**Written instruction 1**
Report how many lines in the entries below contain the string "drawer", with case counting, and reply with the number alone.

**Supplied text**
SFA could still have that chance. While Parker has graduated, the team is still loaded with seniors excelling in much larger roles, including Floyd (the guard has made 42 percent of his threes) and Clide Geffrard, a 6'5'' forward who has connected on 64 percent of his two-point attempts. "This is our most athletic team by far, and our length is very good," Underwood says. "We don't get beat off the dribble as much as we have in the past, and that has put less pressure on our bigs."

Opponents were loath to schedule the Lumberjacks in 2016. When Underwood first got the job, he says, "everyone wanted to play us." Two back-to-back tournament appearances later and those same teams didn't even return Underwood's phone calls; a few already scheduled mid-majors tried to even back out. "I finished in the middle of this past September, and I had to schedule non-DIs," he says. But those games against Our Lady of the Lake and Henderson Tech helped SFA refine its relentless defense, harassing and pressuring opponents through a press that changes a team's pace and unsettles ballhandlers; SFA leads DI in turnover percentage, and forces their opponents to commit them on a quarter of their possessions.

According to one Southland coach, Stephen F. Austin has even subtly altered their offense to fit their interchangeable personnel. "Even though they aren't tall, their guards are 6'4 and 6'5," the coach says. "That helps them throw in wrinkles that are hard to see coming. You won't see that action on the first or the second side of the floor, but 20 seconds into the shot clock, all of a sudden it's different. They do a great job of stealing possessions in that regard."

Once they enter March Madness, the Lumberjacks are no longer the biggest and baddest in a small bracket, but they welcome the challenge of another uphill climb, which starts on Friday against West Virginia.

"We are looking forward to it," Walkup told me before the Southland tournament, which Stephen F. Austin romped through after receiving a double-bye. "We wouldn't expect anything less." The confidence is one thing—a new one, but one that has been a signature of Underwood's teams; that the Lumberjacks deliver on it is another.

"I love being the bad guy," Walkup continued. "The team everyone else hates that they can't beat us. It's fun to step out there knowing we are getting their best shot—I welcome that." No one is talking about Stephen F. Austin now, but maybe this is the year that changes, too.

**Supplied material**

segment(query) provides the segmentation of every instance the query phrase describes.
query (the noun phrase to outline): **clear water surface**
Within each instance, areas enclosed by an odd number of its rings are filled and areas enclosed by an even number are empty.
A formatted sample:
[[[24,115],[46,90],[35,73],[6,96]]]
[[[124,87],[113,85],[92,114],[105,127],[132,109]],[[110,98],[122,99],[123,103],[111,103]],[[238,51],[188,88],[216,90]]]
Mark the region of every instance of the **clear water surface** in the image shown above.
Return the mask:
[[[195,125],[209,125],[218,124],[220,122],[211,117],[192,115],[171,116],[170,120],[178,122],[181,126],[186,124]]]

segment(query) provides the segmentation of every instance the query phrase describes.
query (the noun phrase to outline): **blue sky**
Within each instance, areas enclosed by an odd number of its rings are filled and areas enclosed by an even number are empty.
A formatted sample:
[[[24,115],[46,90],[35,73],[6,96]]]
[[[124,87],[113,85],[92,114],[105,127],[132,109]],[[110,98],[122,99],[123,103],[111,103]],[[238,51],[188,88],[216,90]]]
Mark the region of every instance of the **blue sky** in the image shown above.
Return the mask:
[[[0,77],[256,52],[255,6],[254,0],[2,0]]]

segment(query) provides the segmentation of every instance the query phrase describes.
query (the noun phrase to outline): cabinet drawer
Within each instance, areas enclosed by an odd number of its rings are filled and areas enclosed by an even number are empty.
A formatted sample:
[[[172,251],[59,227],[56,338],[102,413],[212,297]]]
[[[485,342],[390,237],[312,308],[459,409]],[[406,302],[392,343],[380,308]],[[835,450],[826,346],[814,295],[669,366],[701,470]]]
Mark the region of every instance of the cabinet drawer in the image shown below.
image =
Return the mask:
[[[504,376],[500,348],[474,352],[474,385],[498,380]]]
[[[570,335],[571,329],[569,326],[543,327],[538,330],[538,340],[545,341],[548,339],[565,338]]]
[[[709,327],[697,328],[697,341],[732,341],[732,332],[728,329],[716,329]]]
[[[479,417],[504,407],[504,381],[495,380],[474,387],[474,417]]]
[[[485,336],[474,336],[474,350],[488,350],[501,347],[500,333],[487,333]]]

**Written instruction 2**
From the passage on the Lumberjacks above, copy verbatim the stretch that begins at "According to one" and stops after "against West Virginia.".

**Task output 1**
2

**Task output 2**
According to one Southland coach, Stephen F. Austin has even subtly altered their offense to fit their interchangeable personnel. "Even though they aren't tall, their guards are 6'4 and 6'5," the coach says. "That helps them throw in wrinkles that are hard to see coming. You won't see that action on the first or the second side of the floor, but 20 seconds into the shot clock, all of a sudden it's different. They do a great job of stealing possessions in that regard."

Once they enter March Madness, the Lumberjacks are no longer the biggest and baddest in a small bracket, but they welcome the challenge of another uphill climb, which starts on Friday against West Virginia.